_Jobs_:
1/ Reproduce word for word the passage of the article on the rescinded DC arts amendment that begins with the words containing "Ward 2 Councilmember Jack" and ends with "would be rescinded.".
2/ Continue the news article about the DC arts grant amendment, starting right after its last sentence.

## start Text shown

The mayor’s office rescinded the controversial amendment, and grantees have received a letter explaining it as an “over-correction” just moments after the censorship push made national headlines.

The Washington Project for the Arts, one of the nonprofits that led the fight against the censorship amendment (photo courtesy the Washington Project for the Arts)

Just days after the DC Commission on the Arts and Humanities (DCCAH) issued an eleventh-hour amendment on its already-signed contracts with grantees that prohibited “lewd, lascivious, vulgar, overtly political, and/or excessively violent” projects from being funded, Mayor Muriel Bowser’s office rescinded the controversial guidelines.

On Thursday evening, DCCAH sent a letter to all its grantees explaining that the amendment was an “over-correction” and has been officially rescinded.

Ward 2 Councilmember Jack Evan initially confirmed the news to the Washington City Paper. “It should never have been sent out in the first place,” he said. “We should not be censoring artwork or anything of that nature. It was not well thought out.”

Evans added that Rhona Friedman, an attorney and Ward 2 DCCAH commissioner alerted him to the amendment. He later spoke with the mayor’s chief of staff, John Falcicchio, who confirmed that the amendment would be rescinded.

## end Text shown
## start Extracted information

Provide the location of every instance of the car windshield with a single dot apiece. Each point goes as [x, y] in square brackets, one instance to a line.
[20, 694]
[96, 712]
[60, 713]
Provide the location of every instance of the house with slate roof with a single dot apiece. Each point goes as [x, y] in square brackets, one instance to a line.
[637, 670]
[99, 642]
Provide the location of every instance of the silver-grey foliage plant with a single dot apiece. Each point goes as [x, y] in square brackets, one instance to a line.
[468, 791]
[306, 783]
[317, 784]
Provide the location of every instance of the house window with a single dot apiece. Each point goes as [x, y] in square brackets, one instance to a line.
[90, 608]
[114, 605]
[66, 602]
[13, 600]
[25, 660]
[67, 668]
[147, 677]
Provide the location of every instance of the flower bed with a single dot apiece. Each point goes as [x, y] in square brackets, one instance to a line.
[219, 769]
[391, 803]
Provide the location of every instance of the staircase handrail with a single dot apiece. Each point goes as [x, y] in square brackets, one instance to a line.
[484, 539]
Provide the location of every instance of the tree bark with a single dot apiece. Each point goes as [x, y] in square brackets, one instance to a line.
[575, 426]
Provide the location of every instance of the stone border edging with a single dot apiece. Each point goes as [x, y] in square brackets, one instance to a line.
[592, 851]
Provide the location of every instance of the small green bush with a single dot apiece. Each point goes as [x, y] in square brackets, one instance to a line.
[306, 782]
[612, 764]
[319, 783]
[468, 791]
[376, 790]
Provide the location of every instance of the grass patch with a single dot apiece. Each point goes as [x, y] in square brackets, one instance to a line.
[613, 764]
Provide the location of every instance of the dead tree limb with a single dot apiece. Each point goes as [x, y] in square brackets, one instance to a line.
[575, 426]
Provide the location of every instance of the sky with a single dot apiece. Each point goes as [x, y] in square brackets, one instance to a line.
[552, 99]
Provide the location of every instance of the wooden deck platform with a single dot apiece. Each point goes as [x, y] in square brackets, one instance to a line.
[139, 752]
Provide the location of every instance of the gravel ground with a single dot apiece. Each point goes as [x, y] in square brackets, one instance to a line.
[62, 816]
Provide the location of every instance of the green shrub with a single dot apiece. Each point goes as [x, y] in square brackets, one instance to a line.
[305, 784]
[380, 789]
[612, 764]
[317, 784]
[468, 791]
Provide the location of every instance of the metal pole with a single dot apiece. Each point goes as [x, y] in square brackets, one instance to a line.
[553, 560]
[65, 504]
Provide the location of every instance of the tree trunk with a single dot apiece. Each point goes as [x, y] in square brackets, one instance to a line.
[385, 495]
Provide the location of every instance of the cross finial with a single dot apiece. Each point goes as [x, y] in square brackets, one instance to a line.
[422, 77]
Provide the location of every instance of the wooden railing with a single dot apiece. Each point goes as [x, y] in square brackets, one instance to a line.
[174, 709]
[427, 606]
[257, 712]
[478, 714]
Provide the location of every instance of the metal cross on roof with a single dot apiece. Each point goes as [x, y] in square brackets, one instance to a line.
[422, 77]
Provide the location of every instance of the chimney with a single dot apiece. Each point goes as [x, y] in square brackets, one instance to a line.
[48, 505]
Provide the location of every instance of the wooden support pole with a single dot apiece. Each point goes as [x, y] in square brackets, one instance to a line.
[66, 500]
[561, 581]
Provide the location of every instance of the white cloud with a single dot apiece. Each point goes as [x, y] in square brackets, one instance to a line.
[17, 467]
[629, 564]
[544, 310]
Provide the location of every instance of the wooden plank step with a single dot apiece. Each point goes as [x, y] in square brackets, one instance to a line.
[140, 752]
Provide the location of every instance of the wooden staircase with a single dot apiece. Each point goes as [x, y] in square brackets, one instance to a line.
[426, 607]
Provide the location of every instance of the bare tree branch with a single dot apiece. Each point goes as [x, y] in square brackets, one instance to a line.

## end Extracted information

_Answers for the exercise_:
1/
Ward 2 Councilmember Jack Evan initially confirmed the news to the Washington City Paper. “It should never have been sent out in the first place,” he said. “We should not be censoring artwork or anything of that nature. It was not well thought out.”

Evans added that Rhona Friedman, an attorney and Ward 2 DCCAH commissioner alerted him to the amendment. He later spoke with the mayor’s chief of staff, John Falcicchio, who confirmed that the amendment would be rescinded.

2/
Friedman’s apparent dismay about the updated contract agreement gives credence to rumors that the censorship push came from inside DCCAH’s staff and not from the commissioners overseeing the organization. There are, however, conflicted accounts. The contract was signed by Angie Gates, the commission’s interim executive director, and general counsel. But an email has circulated over the last few days by one commission member who says that “commissioners weren’t made aware of this before it was sent out to the grantees.”

Responding to Hyperallergic’s request for comment, DCCAH spokesperson Jeffrey Scott indirectly confirmed the amendment’s rescindment in a message of support to the city’s arts community:

“The Bowser Administration stands firmly behind our shared DC Values and will always strive to uphold our mission of service to the District and its residents. The DC Commission on Arts and Humanities believes deeply in the right to freedom of expression and would never seek to violate that right by censoring the work of any grantee.
Mayor Bowser’s steadfast commitment to our diverse and vibrant Arts and Humanities community will not waiver. We look forward to a continued investment and collaboration with our District creative community.”

Although the mayor’s office plans to rescind the order, it’s not expressly clear what that would mean for artists and nonprofits that have already resubmitted their contracts with the censorships clause intact.

The quick demise of the amended contract is largely a credit to DC’s intimate network of artists and nonprofits. Groups like the Washington Project of the Arts and International Arts & Artists alerted the media to the story while a local critical arts writing collective, DIRT, publicized the censorship controversy on social media.